Data provided:

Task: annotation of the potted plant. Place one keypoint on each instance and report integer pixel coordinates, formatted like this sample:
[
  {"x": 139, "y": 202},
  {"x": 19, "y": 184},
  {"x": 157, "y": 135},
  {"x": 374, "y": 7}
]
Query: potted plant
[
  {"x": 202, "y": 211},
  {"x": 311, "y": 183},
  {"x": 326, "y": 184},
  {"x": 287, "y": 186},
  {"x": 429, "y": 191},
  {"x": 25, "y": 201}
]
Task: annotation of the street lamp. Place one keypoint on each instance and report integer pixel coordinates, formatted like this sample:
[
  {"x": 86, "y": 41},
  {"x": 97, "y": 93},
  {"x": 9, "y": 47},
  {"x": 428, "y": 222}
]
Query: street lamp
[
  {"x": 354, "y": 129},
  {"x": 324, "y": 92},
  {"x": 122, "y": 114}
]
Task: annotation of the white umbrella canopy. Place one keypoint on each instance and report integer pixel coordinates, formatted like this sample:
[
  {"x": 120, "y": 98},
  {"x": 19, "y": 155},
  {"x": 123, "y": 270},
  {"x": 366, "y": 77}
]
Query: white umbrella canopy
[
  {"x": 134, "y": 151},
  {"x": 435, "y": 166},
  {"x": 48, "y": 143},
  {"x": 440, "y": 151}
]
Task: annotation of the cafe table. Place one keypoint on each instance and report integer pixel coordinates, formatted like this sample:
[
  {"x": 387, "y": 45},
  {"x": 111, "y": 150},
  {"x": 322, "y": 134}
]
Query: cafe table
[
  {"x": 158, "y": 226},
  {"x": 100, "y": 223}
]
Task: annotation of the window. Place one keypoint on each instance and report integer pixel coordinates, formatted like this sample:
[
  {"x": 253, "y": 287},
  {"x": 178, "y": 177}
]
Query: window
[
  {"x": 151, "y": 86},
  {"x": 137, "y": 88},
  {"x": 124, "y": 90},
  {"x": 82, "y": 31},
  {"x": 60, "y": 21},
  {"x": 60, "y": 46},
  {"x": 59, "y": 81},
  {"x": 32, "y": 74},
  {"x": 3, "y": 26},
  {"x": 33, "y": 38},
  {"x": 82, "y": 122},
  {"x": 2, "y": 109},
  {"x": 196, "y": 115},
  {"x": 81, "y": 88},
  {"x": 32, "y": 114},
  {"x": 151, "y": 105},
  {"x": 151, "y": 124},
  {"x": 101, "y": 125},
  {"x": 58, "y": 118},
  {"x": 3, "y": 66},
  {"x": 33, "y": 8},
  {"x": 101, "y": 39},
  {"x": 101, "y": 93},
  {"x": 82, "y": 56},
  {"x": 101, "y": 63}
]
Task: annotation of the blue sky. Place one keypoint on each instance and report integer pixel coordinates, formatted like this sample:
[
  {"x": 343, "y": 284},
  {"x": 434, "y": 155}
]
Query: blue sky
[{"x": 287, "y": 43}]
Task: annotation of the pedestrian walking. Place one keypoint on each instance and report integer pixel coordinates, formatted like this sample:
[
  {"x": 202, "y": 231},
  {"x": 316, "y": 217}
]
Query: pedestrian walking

Work to do: Print all of the entries above word for word, with no changes.

Solution to the problem:
Task: annotation of the potted plant. Place one keypoint on each instance and report integer pixel coordinates, formatted like this sample:
[
  {"x": 139, "y": 202},
  {"x": 19, "y": 184},
  {"x": 157, "y": 135},
  {"x": 374, "y": 7}
]
Query: potted plant
[
  {"x": 202, "y": 211},
  {"x": 311, "y": 183},
  {"x": 326, "y": 184},
  {"x": 287, "y": 186},
  {"x": 429, "y": 191},
  {"x": 25, "y": 201}
]
Task: annotation of the street lamp. Place one keypoint on each instance and report integer pixel coordinates, formatted like this sample:
[
  {"x": 86, "y": 41},
  {"x": 97, "y": 93},
  {"x": 9, "y": 47},
  {"x": 428, "y": 222}
]
Query: street lamp
[
  {"x": 354, "y": 129},
  {"x": 324, "y": 92},
  {"x": 122, "y": 114}
]
Task: annotation of the white umbrella canopy. Place one keypoint on each instance and report integer pixel coordinates, formatted like this sample:
[
  {"x": 120, "y": 98},
  {"x": 19, "y": 155},
  {"x": 123, "y": 270},
  {"x": 366, "y": 77}
]
Query: white umbrella canopy
[
  {"x": 134, "y": 151},
  {"x": 435, "y": 166},
  {"x": 48, "y": 143},
  {"x": 440, "y": 151}
]
Task: annotation of the cafe table. Place one keypoint on each instance and report integer pixel coordinates, formatted like this sample:
[
  {"x": 387, "y": 45},
  {"x": 111, "y": 150},
  {"x": 322, "y": 134}
]
Query: cafe table
[
  {"x": 158, "y": 226},
  {"x": 100, "y": 223}
]
Task: annotation of the window. Place one keypoint on each instance and report integer pixel coordinates, formatted like this sample:
[
  {"x": 253, "y": 287},
  {"x": 178, "y": 177}
]
Query: window
[
  {"x": 151, "y": 86},
  {"x": 137, "y": 88},
  {"x": 124, "y": 90},
  {"x": 82, "y": 31},
  {"x": 60, "y": 21},
  {"x": 60, "y": 46},
  {"x": 59, "y": 81},
  {"x": 32, "y": 74},
  {"x": 3, "y": 26},
  {"x": 33, "y": 38},
  {"x": 82, "y": 122},
  {"x": 2, "y": 109},
  {"x": 196, "y": 115},
  {"x": 81, "y": 88},
  {"x": 32, "y": 114},
  {"x": 151, "y": 105},
  {"x": 151, "y": 124},
  {"x": 101, "y": 125},
  {"x": 58, "y": 118},
  {"x": 3, "y": 66},
  {"x": 33, "y": 8},
  {"x": 101, "y": 39},
  {"x": 101, "y": 93},
  {"x": 82, "y": 56},
  {"x": 101, "y": 63}
]
Task: annotation of the blue sky. Place one keypoint on each instance and report integer pixel coordinates, formatted like this sample:
[
  {"x": 343, "y": 284},
  {"x": 434, "y": 155}
]
Query: blue sky
[{"x": 287, "y": 43}]
Task: annotation of the pedestrian walking. Place one keypoint on each instance and report integer pixel coordinates, formatted like this sample:
[
  {"x": 202, "y": 231},
  {"x": 316, "y": 217}
]
Query: pedestrian walking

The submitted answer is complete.